• _TASKS FOR THIS EXERCISE_
a) Using the passage on the 1st Society of Texas Film Critics Awards, decide whether each statement agrees with it: (i) the awards were given on December 17, 1994; (ii) the society's members included 25 film critics; (iii) Pulp Fiction won four awards. Answer yes or no for each and quote the deciding words of the passage.
b) Locate every line of the records that contains the word "white" and copy each of those lines.

─── TEXT ───

The 1st Society of Texas Film Critics Awards were given by the Society of Texas Film Critics (STFC) on December 17, 1994. The list of winners was announced by STFC founder Michael MacCambridge, then also a film critic for the Austin American-Statesman. Founded in 1994, the Society of Texas Film Critics members included 21 film critics working for print and broadcast outlets across the state of Texas. The society's first meeting was held in the Representative Boardroom at the Omni Austin Hotel. Pulp Fiction took the top honor and a total of four awards, more than any other film, in this initial awards presentation.

─── WORKING DATA ───

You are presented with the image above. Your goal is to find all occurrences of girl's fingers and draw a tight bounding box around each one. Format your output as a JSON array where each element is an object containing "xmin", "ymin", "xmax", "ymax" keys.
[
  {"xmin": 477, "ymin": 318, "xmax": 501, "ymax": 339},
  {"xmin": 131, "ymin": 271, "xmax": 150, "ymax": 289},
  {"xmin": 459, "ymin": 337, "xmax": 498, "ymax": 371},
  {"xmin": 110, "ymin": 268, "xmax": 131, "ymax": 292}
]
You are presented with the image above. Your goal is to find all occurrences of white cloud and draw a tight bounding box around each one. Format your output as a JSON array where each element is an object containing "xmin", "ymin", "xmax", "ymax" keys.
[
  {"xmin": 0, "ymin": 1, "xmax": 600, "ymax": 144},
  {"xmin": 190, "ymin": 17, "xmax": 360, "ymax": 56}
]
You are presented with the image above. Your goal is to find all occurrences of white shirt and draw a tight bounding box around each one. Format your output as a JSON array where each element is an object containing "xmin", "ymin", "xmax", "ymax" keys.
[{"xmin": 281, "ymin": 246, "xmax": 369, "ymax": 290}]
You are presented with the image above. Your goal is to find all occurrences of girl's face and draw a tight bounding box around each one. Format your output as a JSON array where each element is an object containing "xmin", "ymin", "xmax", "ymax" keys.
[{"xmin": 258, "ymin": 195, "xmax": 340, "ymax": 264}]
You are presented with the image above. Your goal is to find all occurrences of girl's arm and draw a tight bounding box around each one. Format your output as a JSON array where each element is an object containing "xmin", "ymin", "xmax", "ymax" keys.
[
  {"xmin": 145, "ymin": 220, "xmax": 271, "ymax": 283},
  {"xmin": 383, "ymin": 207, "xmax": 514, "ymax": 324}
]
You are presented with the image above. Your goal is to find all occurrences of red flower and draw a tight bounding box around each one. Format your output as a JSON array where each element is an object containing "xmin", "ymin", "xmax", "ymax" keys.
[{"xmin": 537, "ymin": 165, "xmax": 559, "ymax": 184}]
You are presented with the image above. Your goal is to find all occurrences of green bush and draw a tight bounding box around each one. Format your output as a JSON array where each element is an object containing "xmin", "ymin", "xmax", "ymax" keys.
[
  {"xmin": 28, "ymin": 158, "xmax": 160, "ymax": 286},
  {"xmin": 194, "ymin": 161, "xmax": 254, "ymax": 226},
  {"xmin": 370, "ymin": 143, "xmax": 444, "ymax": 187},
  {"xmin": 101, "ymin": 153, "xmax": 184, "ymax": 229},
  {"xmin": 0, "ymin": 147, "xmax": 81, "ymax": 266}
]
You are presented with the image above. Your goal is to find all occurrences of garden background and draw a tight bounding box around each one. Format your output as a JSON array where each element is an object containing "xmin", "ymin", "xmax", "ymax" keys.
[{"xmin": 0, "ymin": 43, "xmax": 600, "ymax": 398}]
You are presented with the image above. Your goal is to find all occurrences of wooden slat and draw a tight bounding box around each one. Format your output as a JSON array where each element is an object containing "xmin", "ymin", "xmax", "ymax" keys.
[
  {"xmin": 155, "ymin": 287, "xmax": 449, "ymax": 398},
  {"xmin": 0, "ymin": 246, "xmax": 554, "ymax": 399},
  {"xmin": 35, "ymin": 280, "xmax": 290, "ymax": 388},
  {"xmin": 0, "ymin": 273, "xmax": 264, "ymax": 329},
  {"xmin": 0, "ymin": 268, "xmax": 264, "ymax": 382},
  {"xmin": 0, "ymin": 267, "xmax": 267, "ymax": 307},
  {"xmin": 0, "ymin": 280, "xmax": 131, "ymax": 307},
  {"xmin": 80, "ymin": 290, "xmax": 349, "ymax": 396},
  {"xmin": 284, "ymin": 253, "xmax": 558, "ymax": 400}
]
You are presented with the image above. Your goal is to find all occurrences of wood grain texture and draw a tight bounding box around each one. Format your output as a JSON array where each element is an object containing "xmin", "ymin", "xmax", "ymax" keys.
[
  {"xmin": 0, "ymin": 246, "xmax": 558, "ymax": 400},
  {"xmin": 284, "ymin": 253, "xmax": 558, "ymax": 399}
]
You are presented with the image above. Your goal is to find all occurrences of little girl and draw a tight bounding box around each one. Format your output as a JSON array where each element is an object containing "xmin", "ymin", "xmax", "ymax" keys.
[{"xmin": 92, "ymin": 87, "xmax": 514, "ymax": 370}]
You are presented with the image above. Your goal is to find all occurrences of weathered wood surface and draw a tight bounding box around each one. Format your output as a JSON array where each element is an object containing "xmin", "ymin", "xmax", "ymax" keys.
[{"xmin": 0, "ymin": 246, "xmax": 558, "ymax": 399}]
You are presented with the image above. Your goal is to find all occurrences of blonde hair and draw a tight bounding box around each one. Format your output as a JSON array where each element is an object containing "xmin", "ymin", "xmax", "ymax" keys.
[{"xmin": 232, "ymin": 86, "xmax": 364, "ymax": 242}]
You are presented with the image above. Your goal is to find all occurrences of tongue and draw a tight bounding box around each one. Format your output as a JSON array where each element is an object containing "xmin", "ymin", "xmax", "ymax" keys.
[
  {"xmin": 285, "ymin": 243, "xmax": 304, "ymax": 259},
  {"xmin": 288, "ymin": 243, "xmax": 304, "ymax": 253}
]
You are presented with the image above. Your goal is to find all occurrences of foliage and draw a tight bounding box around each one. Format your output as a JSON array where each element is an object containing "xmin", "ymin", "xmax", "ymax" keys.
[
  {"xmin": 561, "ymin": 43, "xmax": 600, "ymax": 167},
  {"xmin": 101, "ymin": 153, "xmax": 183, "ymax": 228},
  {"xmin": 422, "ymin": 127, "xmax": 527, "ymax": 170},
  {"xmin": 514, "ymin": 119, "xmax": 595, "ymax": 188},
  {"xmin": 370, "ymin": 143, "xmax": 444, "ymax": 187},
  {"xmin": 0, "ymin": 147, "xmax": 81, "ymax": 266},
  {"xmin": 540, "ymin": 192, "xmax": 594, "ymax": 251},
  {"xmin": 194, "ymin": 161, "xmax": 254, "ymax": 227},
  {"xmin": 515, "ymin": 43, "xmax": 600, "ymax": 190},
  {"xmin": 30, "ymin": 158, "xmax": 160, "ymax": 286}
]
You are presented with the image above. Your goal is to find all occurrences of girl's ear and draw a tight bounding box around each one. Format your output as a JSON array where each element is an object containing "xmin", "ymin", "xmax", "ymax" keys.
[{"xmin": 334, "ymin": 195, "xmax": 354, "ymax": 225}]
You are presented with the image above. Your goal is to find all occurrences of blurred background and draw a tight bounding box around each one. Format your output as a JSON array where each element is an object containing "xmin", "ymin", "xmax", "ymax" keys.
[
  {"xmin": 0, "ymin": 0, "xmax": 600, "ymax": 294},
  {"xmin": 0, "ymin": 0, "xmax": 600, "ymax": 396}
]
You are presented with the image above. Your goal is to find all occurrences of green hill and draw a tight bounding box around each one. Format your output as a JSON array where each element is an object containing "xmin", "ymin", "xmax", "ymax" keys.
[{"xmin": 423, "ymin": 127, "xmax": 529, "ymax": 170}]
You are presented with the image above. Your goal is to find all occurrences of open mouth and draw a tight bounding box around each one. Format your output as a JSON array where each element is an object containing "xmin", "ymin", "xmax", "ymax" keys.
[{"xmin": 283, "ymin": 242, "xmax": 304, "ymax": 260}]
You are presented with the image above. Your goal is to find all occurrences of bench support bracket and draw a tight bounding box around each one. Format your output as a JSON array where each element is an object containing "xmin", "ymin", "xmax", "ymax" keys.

───

• _FULL SOLUTIONS_
a)
(i) Yes: "on December 17, 1994"
(ii) No: "included 21 film critics"
(iii) Yes: "a total of four awards"

b)
You are presented with the image above. Your goal is to find all occurrences of white cloud and draw a tight bounding box around each one. Format your output as a JSON array where each element is an object containing "xmin", "ymin", "xmax", "ymax" keys.
You are presented with the image above. Your goal is to find all occurrences of white shirt and draw a tight bounding box around each one. Format your output as a JSON array where each element is an object containing "xmin", "ymin", "xmax", "ymax" keys.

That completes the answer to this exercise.